Oleh A.S. Laksana
SUDUT PANDANG
19/03/2017, 23:26 WIB
Editor: Suryo Eko Prasetyo
’’LIFE is very short and there’s no time for fussing and fighting, my friend.” – The Beatles
Saya memutar berulang-ulang lagu dari kelompok musik Inggris tersebut beberapa hari belakangan, mungkin karena dirasuki perasaan sentimentil berada di tengah keributan dan pertengkaran yang sepertinya tak sudah-sudah. Setiap hari ada berita buruk, dan jumlahnya banyak. Itu adalah polusi bagi pikiran.
Polusi udara meracuni lingkungan dan akan membuat kita sesak napas jika sudah keterlaluan. Polusi pikiran meracuni ucapan dan tindakan orang. Ia menebarkan ancaman kepada lingkungan sekitar, memengaruhi pikiran bawah sadar, dan mengacaukan emosi tanpa Anda menyadarinya. Ia memberikan perasaan cemas dan menguras energi sehingga Anda tidak memiliki ruang dan mungkin kehabisan stamina untuk memikirkan diri sendiri.
Anda membaca berita tentang orang yang jenazahnya tidak akan disalatkan di musala atau masjid karena pilihan politik yang berbeda. Anda membaca berbagai umpatan di media sosial. Anda mendengar keluhan teman Anda. Anda mendengar para politikus saling menyerang, seolah-olah bibir mereka adalah sepasang sayap yang terus mengepak. Dalam sehari pikiran Anda menyerap berbagai cerita buruk, dan masih ditambah dengan kabar-kabar rekayasa.
Pertanyaannya, apa kabar baik yang Anda baca hari ini? Mungkin tidak ada. Pada dasarnya kita tidak suka membaca kabar baik karena ia tidak kita anggap sebagai berita menarik. Kita secara naluriah lebih menyukai, misalnya, siaran langsung bunuh diri.
Itu berita terakhir yang diburu orang-orang. Media sosial Facebook beberapa waktu lalu menambahkan fasilitas baru yang memungkinkan Anda membuat siaran langsung. Dengan fasilitas itu Anda bisa membuat live show memandikan kucing, atau memberi makan kura-kura, atau duduk melamun di depan jendela jika Anda seorang penulis. Duduk melamun adalah pekerjaan utama seorang penulis, sedangkan mengetik adalah pekerjaan tukang ketik.

Petikan Entri —
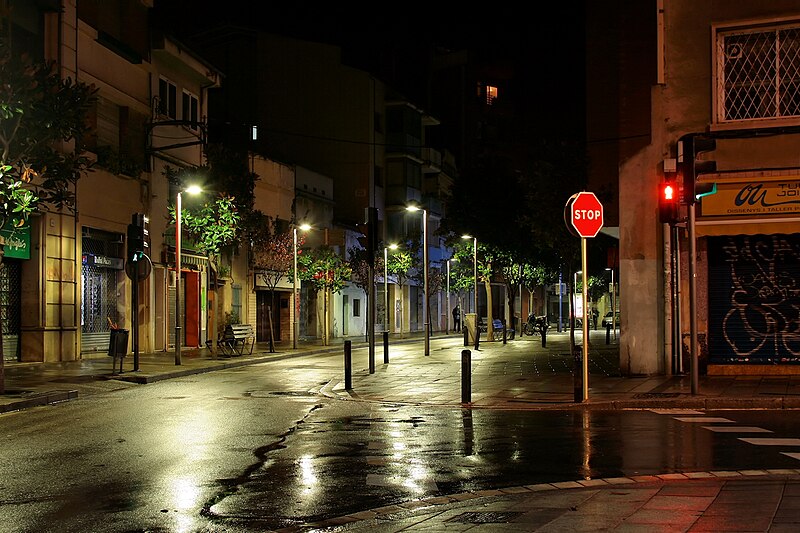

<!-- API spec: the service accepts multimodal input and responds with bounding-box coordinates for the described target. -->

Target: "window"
[158,78,178,120]
[181,91,197,130]
[716,22,800,123]
[486,85,497,105]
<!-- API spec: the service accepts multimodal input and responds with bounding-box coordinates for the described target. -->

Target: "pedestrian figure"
[453,304,461,332]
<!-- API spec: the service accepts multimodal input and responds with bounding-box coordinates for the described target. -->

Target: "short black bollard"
[344,341,353,390]
[461,350,472,403]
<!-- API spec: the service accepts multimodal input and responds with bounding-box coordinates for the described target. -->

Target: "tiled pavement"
[0,332,800,532]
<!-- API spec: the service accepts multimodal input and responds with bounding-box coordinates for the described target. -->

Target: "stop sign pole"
[564,191,603,402]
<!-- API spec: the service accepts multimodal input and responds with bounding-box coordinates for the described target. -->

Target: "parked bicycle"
[522,314,550,337]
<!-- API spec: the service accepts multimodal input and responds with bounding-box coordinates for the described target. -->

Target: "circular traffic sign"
[564,191,603,238]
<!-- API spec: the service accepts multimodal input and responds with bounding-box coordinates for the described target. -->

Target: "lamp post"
[406,205,431,355]
[461,235,480,334]
[292,224,311,350]
[175,185,203,365]
[383,244,397,331]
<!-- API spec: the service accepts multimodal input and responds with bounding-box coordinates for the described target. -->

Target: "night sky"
[153,0,585,135]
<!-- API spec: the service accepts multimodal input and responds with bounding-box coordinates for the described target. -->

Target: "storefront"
[698,172,800,374]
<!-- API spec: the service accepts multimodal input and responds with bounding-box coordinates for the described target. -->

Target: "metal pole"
[175,191,181,365]
[581,237,589,402]
[461,350,472,403]
[292,228,300,350]
[383,246,389,332]
[344,341,353,390]
[422,209,431,355]
[689,202,699,394]
[445,259,455,333]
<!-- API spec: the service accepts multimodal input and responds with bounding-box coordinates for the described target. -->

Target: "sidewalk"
[0,331,800,413]
[0,331,800,533]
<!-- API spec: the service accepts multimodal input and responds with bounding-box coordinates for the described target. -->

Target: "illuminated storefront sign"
[701,176,800,217]
[0,226,31,259]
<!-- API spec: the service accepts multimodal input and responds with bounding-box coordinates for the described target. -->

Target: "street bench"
[217,324,256,356]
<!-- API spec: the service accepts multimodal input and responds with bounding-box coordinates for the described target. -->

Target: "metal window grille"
[716,25,800,122]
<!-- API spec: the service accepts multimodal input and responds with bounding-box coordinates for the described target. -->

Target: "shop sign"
[701,180,800,217]
[0,226,31,259]
[83,254,125,270]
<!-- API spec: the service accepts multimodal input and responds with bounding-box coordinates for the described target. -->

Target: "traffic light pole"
[686,202,699,395]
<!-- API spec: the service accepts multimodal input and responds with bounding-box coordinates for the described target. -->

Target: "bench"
[217,324,256,356]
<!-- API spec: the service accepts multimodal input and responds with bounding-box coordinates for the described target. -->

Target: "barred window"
[716,23,800,123]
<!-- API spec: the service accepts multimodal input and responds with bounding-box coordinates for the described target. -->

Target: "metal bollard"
[344,341,353,390]
[461,350,472,403]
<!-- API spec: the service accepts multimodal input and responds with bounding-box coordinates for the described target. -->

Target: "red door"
[184,271,200,348]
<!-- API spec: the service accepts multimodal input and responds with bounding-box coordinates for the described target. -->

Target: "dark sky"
[154,0,585,137]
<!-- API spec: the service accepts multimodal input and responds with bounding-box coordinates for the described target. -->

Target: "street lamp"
[461,235,480,330]
[406,205,431,355]
[383,244,397,331]
[175,185,203,365]
[292,224,311,350]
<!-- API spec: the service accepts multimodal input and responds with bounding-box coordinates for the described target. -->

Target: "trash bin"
[108,329,128,357]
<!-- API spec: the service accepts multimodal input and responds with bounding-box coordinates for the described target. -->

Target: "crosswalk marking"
[675,416,733,424]
[739,437,800,446]
[703,426,772,433]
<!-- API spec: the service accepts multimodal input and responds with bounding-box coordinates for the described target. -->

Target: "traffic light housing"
[658,175,679,224]
[128,213,150,261]
[678,134,717,205]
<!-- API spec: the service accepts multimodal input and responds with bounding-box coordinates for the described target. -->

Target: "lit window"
[486,85,497,105]
[181,91,198,129]
[158,78,178,120]
[715,22,800,123]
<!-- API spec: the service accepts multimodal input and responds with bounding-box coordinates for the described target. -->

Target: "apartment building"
[587,0,800,375]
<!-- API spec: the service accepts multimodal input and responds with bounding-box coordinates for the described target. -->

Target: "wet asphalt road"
[0,357,800,532]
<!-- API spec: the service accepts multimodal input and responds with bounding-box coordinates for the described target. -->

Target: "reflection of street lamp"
[461,235,478,324]
[406,205,431,355]
[383,244,397,331]
[175,185,203,365]
[292,224,311,349]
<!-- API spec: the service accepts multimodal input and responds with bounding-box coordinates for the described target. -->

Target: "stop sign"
[564,191,603,238]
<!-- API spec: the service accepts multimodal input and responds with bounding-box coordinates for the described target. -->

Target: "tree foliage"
[0,24,96,233]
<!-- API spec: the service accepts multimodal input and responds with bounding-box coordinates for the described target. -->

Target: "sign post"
[564,191,603,402]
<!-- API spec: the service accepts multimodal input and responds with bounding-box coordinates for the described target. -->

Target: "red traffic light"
[658,180,678,224]
[661,183,676,202]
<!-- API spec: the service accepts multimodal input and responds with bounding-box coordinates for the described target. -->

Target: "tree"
[297,245,352,346]
[169,181,240,352]
[386,241,417,337]
[0,22,96,394]
[250,211,296,352]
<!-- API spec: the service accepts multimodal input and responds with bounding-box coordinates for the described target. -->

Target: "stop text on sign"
[564,191,603,238]
[573,209,603,220]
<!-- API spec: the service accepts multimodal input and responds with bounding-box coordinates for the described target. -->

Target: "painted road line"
[703,426,772,433]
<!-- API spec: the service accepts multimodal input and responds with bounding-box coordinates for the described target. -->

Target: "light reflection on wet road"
[205,402,800,529]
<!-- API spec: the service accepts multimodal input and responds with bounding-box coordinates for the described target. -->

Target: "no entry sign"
[564,191,603,238]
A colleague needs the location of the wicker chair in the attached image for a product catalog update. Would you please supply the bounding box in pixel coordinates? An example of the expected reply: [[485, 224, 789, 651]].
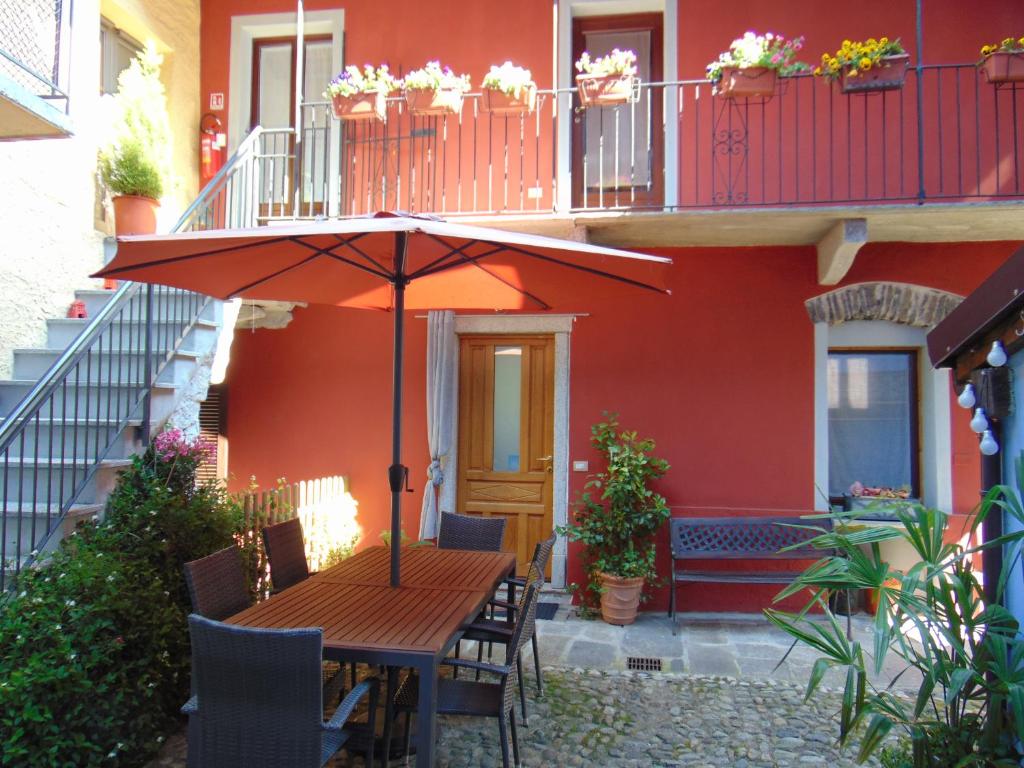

Yang Harus Dikerjakan —
A: Bagaimana kutipan sumber di atas bila diringkas dalam dua kalimat?
B: Berapa banyak baris dalam entri di atas yang memuat kata "traffic"? Tuliskan angkanya saja.

Kumpulan Jawaban —
A: Di tengah keributan dan pertengkaran yang seolah tak berakhir, penulisnya berulang-ulang memutar lagu The Beatles, sementara berita buruk yang datang setiap hari disebutnya sebagai polusi bagi pikiran. Polusi pikiran itu meracuni ucapan dan tindakan, menimbulkan cemas, dan menguras energi, padahal kita pada dasarnya tidak suka membaca kabar baik karena tidak menganggapnya menarik.

B: 4